*** DOCUMENT PASSAGE Section Begins ***
Hierarchical Planning for Complex Tasks with Knowledge Graph-RAG and Symbolic Verification
Cristina Cornelio, Flavio Petruzzellis, Pietro Lio
TL;DR
This work tackles long-horizon robotic planning with LLMs by introducing HVR, a neuro-symbolic framework that fuses Hierarchical planning, Knowledge Graph-based Retrieval-Augmented Generation (KG-RAG), and Symbolic Verification. The system uses an Ontology $ O$ and a dynamic Knowledge Graph $ G$ to ground plans, extracts task-relevant subgraphs $ G'$ via KG-RAG, and generates macro actions (MAs) expanded into atomic action blocks (AAs) through LLM-driven policies with an action mapper. A Symbolic Validator checks preconditions and outcomes in a PDDL-like formalism, enabling plan correction and serving as a real-time failure detector by aligning ideal world states with observed states. Macro actions are stored in a reusable library to support knowledge transfer across agents. Experiments in an AI2Thor kitchen environment show that HVR outperforms baselines across LLM sizes and task complexities, with RAG aiding smaller models, hierarchical planning helping larger models, and symbolic verification improving plan correctness, albeit with some overhead and simulator limitations. This approach offers a robust blueprint for reliable, scalable, and transferable planning in embodied AI systems, particularly in knowledge-rich, long-horizon tasks.
*** DOCUMENT PASSAGE Section Ends ***
*** SUPPLIED DATA Section Begins ***
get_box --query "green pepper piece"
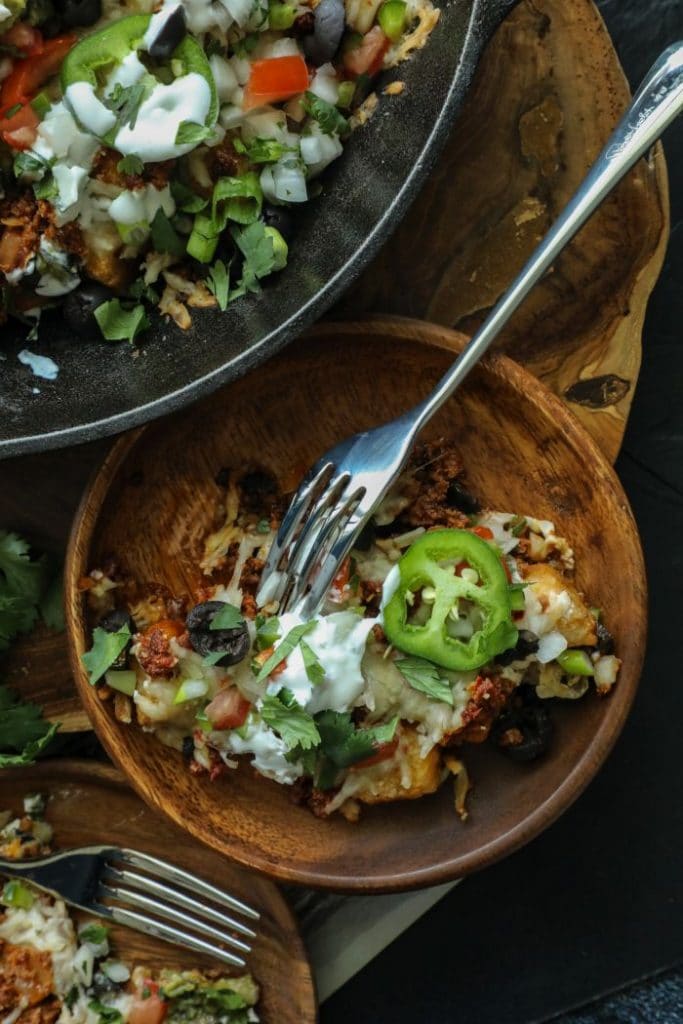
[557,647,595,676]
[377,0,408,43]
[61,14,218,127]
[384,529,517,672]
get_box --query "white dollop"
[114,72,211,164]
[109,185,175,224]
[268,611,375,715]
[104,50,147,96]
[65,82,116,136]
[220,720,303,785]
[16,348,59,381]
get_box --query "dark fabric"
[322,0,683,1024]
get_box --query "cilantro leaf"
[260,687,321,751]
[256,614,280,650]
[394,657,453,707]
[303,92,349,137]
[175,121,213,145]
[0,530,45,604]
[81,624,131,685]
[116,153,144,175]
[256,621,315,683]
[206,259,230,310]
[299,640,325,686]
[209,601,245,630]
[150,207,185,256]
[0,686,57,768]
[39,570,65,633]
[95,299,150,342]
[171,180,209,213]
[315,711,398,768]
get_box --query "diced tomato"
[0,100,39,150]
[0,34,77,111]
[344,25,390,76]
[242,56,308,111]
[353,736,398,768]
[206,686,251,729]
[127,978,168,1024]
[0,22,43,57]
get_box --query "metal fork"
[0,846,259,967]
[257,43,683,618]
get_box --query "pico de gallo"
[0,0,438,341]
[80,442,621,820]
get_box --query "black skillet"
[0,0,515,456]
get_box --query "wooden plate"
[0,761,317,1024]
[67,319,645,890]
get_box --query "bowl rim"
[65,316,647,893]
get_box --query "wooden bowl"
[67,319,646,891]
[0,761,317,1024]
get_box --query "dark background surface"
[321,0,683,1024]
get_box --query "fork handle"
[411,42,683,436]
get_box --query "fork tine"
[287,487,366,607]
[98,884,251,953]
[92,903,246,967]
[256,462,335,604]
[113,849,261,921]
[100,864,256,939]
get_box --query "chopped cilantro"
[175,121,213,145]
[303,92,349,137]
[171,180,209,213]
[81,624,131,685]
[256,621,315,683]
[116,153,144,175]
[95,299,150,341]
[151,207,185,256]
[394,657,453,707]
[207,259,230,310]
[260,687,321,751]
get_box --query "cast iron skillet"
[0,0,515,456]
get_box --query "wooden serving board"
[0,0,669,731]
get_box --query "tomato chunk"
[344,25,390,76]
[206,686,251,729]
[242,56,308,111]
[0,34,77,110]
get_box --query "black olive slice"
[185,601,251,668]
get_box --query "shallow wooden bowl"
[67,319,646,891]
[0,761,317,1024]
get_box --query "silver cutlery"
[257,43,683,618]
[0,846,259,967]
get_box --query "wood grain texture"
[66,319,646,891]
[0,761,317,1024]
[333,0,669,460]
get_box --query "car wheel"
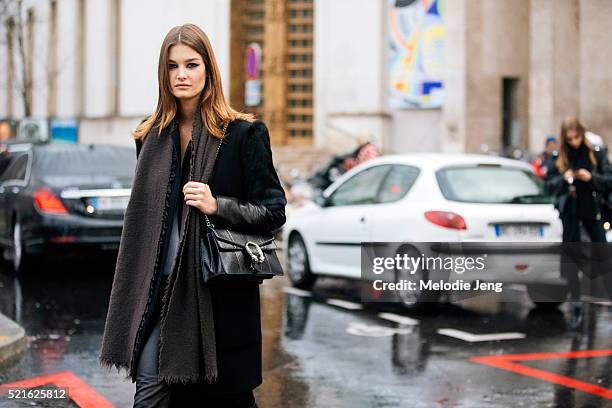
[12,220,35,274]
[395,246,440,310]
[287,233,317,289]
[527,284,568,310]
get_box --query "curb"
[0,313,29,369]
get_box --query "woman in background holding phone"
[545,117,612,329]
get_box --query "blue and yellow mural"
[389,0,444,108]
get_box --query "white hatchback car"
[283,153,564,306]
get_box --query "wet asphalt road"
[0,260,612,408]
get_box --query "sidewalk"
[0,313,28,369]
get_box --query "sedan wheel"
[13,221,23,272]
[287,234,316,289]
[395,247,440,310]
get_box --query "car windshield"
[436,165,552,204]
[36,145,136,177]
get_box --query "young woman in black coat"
*** SUPPLIED DATA Section Ends ***
BRIEF A: Summarize the passage on HVR planning in two sentences.
BRIEF B: Extend the passage on HVR planning past its final sentence.
The entries have no connection to the passage on HVR planning.

ANSWER AREA A: HVR is a neuro-symbolic framework for long-horizon robotic planning with LLMs that combines hierarchical planning, Knowledge Graph-based Retrieval-Augmented Generation, and a Symbolic Validator that checks preconditions and outcomes and detects failures in real time. In an AI2Thor kitchen environment it outperforms baselines across LLM sizes and task complexities, though symbolic verification adds some overhead and the simulator has limitations.

ANSWER AREA B:
Abstract
Large Language Models (LLMs) have shown promise as robotic planners but often struggle with long-horizon and complex tasks, especially in specialized environments requiring external knowledge. While hierarchical planning and Retrieval-Augmented Generation (RAG) address some of these challenges, they remain insufficient on their own and a deeper integration is required for achieving more reliable systems. To this end, we propose a neuro-symbolic approach that enhances LLMs-based planners with Knowledge Graph-based RAG for hierarchical plan generation. This method decomposes complex tasks into manageable subtasks, further expanded into executable atomic action sequences. To ensure formal correctness and proper decomposition, we integrate a Symbolic Validator, which also functions as a failure detector by aligning expected and observed world states. Our evaluation against baseline methods demonstrates the consistent significant advantages of integrating hierarchical planning, symbolic verification, and RAG across tasks of varying complexity and different LLMs. Additionally, our experimental setup and novel metrics not only validate our approach for complex planning but also serve as a tool for assessing LLMs' reasoning and compositional capabilities.